▸ **GIVEN REQUEST**
Pick out and copy every line in the entries below that contains the word "tree". Treat uppercase and lowercase letters as different.

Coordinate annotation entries
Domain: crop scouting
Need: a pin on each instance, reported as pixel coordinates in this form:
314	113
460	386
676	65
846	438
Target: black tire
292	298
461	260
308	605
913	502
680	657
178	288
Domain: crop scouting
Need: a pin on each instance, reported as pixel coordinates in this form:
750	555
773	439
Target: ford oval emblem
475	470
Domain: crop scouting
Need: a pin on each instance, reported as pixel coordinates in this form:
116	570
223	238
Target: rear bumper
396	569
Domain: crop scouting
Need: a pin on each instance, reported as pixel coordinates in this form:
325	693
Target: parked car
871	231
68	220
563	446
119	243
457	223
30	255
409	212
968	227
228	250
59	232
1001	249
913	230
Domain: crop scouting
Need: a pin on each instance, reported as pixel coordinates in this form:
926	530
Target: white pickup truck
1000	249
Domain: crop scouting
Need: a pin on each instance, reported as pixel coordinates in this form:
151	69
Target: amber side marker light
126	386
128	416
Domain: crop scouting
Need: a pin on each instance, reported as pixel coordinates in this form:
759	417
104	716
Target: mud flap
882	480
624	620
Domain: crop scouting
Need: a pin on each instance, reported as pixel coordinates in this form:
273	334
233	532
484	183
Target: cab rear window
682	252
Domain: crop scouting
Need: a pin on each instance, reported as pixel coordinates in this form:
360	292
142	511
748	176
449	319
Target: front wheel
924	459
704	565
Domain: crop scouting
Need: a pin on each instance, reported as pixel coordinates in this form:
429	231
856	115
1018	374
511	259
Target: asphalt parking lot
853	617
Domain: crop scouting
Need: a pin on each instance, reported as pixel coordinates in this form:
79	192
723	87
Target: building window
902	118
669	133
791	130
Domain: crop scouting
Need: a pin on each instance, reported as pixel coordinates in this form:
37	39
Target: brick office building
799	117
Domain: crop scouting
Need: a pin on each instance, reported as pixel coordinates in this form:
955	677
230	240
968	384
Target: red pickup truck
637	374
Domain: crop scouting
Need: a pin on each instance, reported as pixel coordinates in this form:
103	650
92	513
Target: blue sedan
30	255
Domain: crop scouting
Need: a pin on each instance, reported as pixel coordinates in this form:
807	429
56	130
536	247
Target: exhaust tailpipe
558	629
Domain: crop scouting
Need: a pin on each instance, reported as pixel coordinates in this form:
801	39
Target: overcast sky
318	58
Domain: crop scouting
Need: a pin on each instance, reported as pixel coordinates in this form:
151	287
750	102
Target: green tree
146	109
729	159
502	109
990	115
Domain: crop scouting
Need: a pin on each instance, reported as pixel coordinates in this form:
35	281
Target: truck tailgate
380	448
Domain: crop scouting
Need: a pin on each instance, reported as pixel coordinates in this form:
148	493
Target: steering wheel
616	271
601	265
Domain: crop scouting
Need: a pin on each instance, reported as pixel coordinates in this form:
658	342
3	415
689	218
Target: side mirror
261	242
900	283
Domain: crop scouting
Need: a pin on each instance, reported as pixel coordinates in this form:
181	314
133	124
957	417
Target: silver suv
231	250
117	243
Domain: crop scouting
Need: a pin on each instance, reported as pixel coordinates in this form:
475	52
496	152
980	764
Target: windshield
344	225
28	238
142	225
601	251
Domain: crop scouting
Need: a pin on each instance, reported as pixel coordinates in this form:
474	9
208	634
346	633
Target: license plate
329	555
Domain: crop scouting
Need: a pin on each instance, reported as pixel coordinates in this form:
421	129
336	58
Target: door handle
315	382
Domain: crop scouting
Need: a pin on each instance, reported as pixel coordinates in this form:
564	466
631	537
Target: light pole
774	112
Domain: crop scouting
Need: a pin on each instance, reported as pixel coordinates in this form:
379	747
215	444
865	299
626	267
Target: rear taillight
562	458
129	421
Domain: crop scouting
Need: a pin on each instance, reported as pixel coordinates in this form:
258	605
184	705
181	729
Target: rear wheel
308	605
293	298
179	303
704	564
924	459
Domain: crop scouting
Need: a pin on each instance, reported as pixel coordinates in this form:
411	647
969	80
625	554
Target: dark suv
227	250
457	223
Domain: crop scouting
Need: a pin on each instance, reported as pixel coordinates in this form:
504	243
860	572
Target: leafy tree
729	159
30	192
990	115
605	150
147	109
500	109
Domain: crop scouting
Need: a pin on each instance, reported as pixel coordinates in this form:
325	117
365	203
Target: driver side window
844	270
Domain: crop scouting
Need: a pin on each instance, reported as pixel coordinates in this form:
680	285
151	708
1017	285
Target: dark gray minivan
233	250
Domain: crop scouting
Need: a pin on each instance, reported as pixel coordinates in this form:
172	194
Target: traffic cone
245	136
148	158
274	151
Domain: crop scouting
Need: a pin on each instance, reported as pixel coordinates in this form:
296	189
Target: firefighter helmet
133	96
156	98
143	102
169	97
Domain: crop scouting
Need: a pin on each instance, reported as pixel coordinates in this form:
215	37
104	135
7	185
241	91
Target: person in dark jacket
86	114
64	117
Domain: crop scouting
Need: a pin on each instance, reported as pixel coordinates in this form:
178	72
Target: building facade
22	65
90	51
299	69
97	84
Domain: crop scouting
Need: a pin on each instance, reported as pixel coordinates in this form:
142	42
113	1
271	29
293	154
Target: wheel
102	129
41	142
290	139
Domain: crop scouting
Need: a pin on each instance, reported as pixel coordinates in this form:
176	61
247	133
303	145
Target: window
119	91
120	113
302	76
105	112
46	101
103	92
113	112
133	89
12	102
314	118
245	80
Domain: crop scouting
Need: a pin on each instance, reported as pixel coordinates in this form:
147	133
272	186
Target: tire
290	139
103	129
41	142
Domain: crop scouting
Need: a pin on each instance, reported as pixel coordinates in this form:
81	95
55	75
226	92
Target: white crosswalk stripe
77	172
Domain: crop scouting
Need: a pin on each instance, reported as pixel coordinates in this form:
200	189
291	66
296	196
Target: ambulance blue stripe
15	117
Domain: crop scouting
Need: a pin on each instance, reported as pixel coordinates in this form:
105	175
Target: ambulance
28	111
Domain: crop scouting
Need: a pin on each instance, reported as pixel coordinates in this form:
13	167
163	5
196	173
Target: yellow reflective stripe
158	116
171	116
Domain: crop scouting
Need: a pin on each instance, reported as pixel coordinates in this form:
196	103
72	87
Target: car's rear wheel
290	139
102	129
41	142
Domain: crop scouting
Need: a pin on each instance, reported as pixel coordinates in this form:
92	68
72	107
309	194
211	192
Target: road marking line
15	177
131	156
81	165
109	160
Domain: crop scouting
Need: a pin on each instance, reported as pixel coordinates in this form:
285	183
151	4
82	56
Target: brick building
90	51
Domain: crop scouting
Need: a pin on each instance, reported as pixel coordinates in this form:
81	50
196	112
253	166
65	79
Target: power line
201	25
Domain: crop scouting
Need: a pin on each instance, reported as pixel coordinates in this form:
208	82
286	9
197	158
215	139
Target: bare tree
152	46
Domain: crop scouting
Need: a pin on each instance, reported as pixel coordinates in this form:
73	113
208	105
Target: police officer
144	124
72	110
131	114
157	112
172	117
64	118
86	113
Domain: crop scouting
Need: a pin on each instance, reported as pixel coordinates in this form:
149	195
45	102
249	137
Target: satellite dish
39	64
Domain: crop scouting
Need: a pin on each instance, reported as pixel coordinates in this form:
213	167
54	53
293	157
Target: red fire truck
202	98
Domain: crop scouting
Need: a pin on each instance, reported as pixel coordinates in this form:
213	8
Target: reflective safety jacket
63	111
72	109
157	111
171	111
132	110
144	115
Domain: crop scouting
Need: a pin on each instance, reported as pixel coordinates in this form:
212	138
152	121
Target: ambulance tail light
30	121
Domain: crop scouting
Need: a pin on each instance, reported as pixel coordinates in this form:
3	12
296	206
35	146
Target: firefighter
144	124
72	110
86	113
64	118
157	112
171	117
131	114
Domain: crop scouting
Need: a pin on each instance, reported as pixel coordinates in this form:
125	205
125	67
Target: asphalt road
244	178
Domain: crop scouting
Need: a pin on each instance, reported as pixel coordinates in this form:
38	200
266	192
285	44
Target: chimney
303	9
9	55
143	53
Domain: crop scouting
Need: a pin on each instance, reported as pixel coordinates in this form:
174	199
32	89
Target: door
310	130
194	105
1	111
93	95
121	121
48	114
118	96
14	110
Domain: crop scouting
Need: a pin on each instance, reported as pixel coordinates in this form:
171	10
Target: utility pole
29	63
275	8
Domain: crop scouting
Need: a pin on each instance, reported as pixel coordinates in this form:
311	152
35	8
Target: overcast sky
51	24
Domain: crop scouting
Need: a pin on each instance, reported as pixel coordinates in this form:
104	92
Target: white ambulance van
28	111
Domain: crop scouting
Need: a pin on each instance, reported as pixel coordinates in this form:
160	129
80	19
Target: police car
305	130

▸ **RESULT BELOW**
Target: green tree
Target: leafy tree
Target: bare tree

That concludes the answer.